Records from a dataset:
--*--

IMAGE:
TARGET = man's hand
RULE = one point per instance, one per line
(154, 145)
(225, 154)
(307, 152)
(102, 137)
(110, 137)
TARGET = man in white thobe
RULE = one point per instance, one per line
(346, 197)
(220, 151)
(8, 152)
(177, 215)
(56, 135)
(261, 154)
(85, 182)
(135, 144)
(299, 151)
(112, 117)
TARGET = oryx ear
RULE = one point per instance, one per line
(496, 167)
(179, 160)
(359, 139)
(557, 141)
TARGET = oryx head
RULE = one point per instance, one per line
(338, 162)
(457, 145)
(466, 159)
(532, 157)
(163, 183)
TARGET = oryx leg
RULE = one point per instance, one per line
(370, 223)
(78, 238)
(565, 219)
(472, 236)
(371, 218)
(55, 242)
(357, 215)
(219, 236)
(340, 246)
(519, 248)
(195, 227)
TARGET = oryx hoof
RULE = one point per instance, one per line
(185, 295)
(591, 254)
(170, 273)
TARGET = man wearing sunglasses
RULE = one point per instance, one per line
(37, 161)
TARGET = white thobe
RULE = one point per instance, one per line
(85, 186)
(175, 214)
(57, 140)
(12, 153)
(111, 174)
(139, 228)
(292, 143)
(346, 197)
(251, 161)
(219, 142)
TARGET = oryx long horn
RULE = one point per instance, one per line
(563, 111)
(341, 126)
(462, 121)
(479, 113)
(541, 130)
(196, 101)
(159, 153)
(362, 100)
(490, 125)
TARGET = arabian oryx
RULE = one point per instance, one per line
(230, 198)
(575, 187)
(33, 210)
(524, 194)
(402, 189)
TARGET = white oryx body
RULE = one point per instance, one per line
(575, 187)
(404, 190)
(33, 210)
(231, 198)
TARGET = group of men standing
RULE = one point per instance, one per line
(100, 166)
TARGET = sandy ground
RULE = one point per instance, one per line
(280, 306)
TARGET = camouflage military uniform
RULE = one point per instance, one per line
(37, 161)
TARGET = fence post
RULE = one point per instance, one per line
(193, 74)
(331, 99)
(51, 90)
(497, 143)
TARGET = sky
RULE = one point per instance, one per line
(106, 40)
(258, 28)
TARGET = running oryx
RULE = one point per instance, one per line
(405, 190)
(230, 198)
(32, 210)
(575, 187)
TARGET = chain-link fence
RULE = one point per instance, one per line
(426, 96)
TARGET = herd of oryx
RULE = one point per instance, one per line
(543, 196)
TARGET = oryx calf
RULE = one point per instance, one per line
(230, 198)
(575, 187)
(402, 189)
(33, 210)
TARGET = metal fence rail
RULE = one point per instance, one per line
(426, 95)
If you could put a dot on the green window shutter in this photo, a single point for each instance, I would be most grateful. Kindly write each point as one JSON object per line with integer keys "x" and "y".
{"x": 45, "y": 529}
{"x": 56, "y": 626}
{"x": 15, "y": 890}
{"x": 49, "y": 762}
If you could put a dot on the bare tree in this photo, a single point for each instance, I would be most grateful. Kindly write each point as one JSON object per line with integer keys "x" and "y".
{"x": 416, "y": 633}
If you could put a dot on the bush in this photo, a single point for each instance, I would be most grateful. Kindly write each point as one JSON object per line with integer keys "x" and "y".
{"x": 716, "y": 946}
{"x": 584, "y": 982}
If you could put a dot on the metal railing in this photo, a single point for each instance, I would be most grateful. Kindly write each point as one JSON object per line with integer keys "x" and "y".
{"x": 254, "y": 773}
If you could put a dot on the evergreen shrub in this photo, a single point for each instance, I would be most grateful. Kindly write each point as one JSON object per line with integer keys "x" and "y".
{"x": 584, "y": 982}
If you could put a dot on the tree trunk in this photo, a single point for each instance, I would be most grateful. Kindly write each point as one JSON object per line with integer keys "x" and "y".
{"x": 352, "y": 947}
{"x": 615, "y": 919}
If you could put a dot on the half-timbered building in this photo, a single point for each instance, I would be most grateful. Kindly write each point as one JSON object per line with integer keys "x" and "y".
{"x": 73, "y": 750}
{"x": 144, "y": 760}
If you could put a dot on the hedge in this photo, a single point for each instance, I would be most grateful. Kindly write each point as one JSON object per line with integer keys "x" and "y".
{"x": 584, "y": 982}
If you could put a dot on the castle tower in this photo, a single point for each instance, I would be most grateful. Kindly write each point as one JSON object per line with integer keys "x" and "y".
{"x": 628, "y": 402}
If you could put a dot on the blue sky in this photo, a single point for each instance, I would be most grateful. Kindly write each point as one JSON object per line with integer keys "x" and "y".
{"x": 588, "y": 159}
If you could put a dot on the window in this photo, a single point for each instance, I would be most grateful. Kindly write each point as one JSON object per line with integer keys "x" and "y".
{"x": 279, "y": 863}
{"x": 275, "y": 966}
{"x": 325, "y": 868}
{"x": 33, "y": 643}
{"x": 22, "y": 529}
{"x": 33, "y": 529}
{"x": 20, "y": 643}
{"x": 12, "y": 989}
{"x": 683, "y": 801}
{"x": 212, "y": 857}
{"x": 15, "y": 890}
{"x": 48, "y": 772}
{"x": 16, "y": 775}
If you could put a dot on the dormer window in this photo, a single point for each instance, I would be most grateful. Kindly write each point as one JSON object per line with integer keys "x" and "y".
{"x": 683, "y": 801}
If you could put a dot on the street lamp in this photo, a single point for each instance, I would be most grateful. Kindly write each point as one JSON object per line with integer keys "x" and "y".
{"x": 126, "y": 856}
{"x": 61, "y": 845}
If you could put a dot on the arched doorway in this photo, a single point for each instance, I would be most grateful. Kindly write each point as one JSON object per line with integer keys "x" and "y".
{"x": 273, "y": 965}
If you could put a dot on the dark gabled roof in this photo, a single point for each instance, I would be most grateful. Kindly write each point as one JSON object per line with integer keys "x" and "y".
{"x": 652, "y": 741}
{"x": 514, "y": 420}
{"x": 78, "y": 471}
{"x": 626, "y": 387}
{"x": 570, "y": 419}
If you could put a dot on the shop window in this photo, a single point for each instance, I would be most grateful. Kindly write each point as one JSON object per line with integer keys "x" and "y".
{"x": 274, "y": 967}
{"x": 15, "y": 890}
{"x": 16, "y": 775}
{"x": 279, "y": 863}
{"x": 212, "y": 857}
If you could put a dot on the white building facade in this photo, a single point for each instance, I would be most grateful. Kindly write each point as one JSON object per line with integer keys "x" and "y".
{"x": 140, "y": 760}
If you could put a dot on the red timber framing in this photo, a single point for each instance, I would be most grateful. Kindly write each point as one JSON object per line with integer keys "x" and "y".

--*--

EXERCISE AIM: Extract the first line above and each line after it up to and including the one with "TARGET = oryx head", please, exactly and with nothing else.

SOLUTION TO THIS TASK:
IMAGE:
TARGET = man's hand
RULE = one point per instance, one per line
(154, 145)
(225, 154)
(307, 152)
(102, 137)
(110, 137)
TARGET = man in white thobe
RULE = one point per instance, one per line
(346, 197)
(220, 151)
(8, 152)
(177, 215)
(56, 135)
(261, 154)
(85, 182)
(135, 144)
(299, 151)
(112, 117)
TARGET = oryx ear
RULE = one point per instance, one per line
(496, 167)
(179, 160)
(359, 139)
(557, 141)
TARGET = oryx head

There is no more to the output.